** Start **

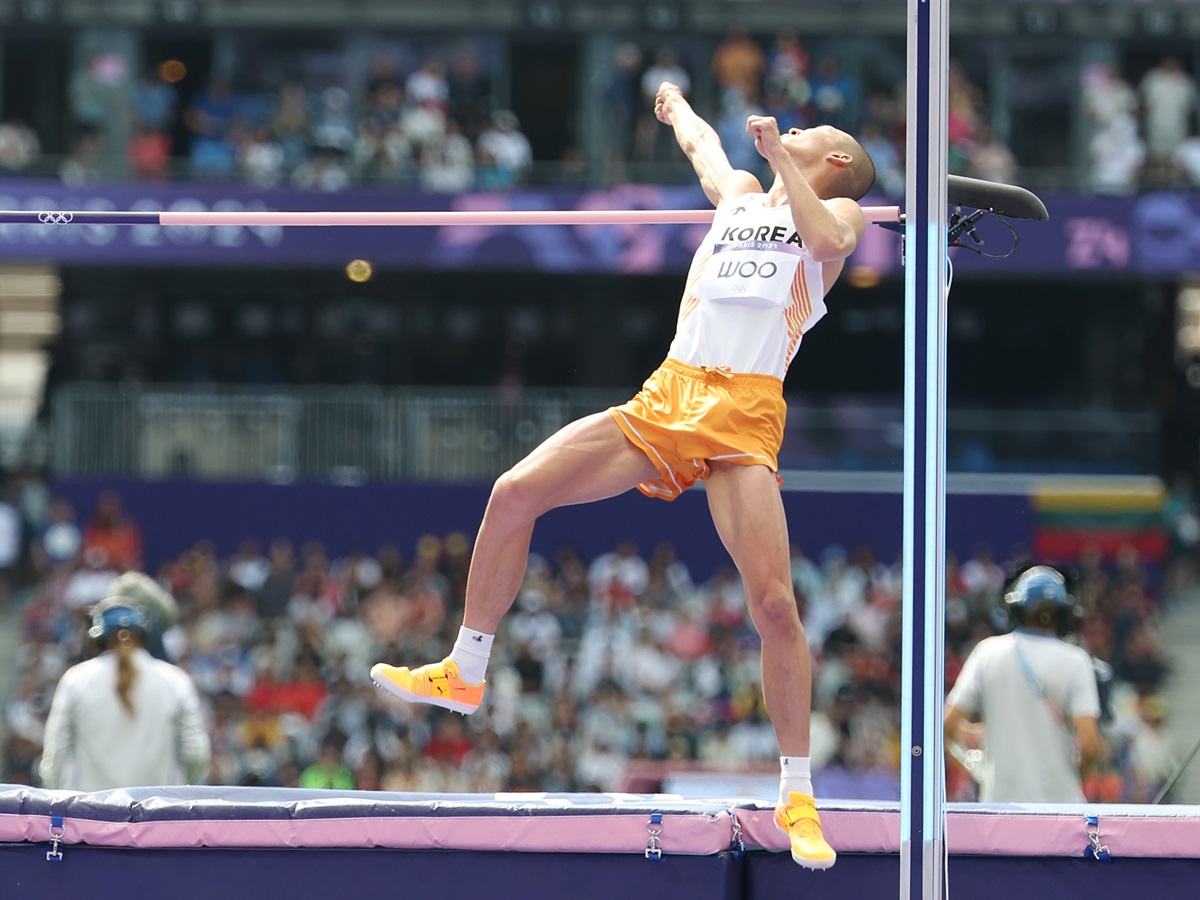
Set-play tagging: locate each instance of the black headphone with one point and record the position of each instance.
(1032, 585)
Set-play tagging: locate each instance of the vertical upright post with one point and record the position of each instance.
(922, 769)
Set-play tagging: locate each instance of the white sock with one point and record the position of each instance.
(471, 654)
(793, 775)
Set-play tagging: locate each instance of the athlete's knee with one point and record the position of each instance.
(515, 496)
(774, 611)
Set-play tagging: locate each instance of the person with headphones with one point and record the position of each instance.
(1029, 700)
(123, 718)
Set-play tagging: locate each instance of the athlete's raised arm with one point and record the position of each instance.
(702, 147)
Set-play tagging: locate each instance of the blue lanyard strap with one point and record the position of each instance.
(1035, 683)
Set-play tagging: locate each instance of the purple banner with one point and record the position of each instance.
(1152, 234)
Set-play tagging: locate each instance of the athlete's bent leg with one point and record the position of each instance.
(588, 460)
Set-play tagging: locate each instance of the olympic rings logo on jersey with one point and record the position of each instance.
(755, 273)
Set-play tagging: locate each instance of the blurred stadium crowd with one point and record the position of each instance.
(603, 663)
(438, 123)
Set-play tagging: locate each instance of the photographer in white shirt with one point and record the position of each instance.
(124, 718)
(1029, 700)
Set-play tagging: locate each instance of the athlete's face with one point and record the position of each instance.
(813, 144)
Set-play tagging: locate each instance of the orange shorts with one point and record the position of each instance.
(687, 417)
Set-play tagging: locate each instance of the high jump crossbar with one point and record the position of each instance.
(961, 192)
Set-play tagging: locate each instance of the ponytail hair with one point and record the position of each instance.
(126, 672)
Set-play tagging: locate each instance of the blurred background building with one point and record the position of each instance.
(294, 430)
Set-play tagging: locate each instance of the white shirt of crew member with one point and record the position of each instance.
(1030, 753)
(93, 744)
(753, 292)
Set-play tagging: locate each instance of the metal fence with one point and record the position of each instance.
(358, 435)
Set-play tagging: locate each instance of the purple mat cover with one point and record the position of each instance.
(189, 817)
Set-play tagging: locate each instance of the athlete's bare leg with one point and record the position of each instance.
(749, 516)
(588, 460)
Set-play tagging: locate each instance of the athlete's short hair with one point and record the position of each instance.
(858, 178)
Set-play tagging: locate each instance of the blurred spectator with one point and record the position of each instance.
(149, 153)
(1168, 103)
(292, 124)
(334, 125)
(262, 159)
(324, 172)
(889, 175)
(101, 103)
(123, 719)
(19, 147)
(835, 96)
(1187, 160)
(210, 125)
(504, 151)
(449, 166)
(10, 547)
(965, 106)
(623, 106)
(60, 539)
(1107, 95)
(429, 84)
(113, 532)
(155, 102)
(787, 67)
(82, 167)
(328, 773)
(1116, 156)
(738, 65)
(471, 94)
(989, 159)
(280, 649)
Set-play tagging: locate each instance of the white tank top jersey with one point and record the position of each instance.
(753, 292)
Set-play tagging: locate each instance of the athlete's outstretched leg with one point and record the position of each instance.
(588, 460)
(749, 516)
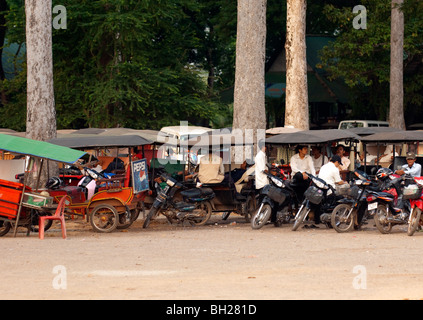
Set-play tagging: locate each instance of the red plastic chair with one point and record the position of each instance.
(58, 215)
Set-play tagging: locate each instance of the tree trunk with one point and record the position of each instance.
(396, 107)
(41, 113)
(297, 110)
(249, 95)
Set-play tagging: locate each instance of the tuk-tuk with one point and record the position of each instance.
(231, 196)
(20, 206)
(117, 200)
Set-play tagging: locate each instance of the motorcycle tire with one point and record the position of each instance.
(104, 218)
(4, 228)
(339, 219)
(261, 217)
(300, 217)
(414, 221)
(125, 219)
(152, 213)
(383, 227)
(250, 208)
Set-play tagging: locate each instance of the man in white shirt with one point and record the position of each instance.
(412, 168)
(345, 161)
(302, 162)
(330, 172)
(260, 164)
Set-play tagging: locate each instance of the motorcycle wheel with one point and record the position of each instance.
(414, 221)
(300, 217)
(380, 215)
(104, 218)
(152, 213)
(204, 216)
(4, 228)
(125, 219)
(250, 208)
(340, 220)
(261, 217)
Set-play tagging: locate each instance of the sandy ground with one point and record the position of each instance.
(222, 260)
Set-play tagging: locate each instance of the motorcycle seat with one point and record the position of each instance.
(382, 194)
(197, 192)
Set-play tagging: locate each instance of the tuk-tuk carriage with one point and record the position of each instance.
(324, 138)
(117, 200)
(20, 206)
(231, 196)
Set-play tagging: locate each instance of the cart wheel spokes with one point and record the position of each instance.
(4, 228)
(104, 218)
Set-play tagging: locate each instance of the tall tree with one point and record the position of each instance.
(396, 105)
(297, 111)
(41, 113)
(249, 94)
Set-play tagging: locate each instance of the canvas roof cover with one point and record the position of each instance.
(313, 137)
(99, 141)
(396, 136)
(39, 149)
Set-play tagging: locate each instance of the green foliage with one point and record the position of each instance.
(362, 57)
(123, 63)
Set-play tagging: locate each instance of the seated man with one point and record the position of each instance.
(340, 151)
(412, 168)
(237, 173)
(211, 169)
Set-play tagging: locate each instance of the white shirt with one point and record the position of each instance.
(345, 163)
(302, 165)
(414, 171)
(260, 163)
(317, 163)
(330, 174)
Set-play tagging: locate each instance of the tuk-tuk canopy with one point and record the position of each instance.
(400, 136)
(313, 137)
(99, 141)
(39, 149)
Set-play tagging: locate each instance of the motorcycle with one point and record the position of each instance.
(317, 195)
(416, 202)
(352, 211)
(390, 208)
(279, 199)
(195, 208)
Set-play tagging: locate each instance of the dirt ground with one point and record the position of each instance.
(222, 260)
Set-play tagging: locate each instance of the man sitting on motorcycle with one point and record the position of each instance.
(412, 168)
(330, 172)
(211, 169)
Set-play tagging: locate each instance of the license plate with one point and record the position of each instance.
(372, 206)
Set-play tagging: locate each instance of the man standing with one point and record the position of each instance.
(412, 168)
(260, 163)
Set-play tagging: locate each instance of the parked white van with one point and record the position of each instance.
(348, 124)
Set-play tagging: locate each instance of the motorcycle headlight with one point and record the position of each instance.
(277, 182)
(170, 182)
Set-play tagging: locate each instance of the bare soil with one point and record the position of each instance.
(222, 260)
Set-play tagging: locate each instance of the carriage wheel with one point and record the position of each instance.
(4, 228)
(104, 218)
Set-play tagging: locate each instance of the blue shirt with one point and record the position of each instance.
(414, 171)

** End **

Starting at the line that contains "the motorcycle headlight" and ending at the end of the listing, recast that stretch as a two-column CSV with the columns text and answer. Give one row per Set-play tagging line, putting its wording in one quoted field and its answer in the other, with line breaks replaced by spaces.

EXERCISE RESULT:
text,answer
"Set-play tagging: locate each instance of the motorcycle headlight with one point and record the position of each instance.","(277, 182) (170, 182)"
"Set-play tagging: locate each instance of the bare soil with one point and record the position of each instance.","(222, 260)"
"Set-play tagging: locate each instance of the carriage wheel with one point and record the position of each instance.","(4, 228) (104, 218)"
"Set-play tagging: locate each instance of the blue shirt with one point and record the position of each instance.","(414, 171)"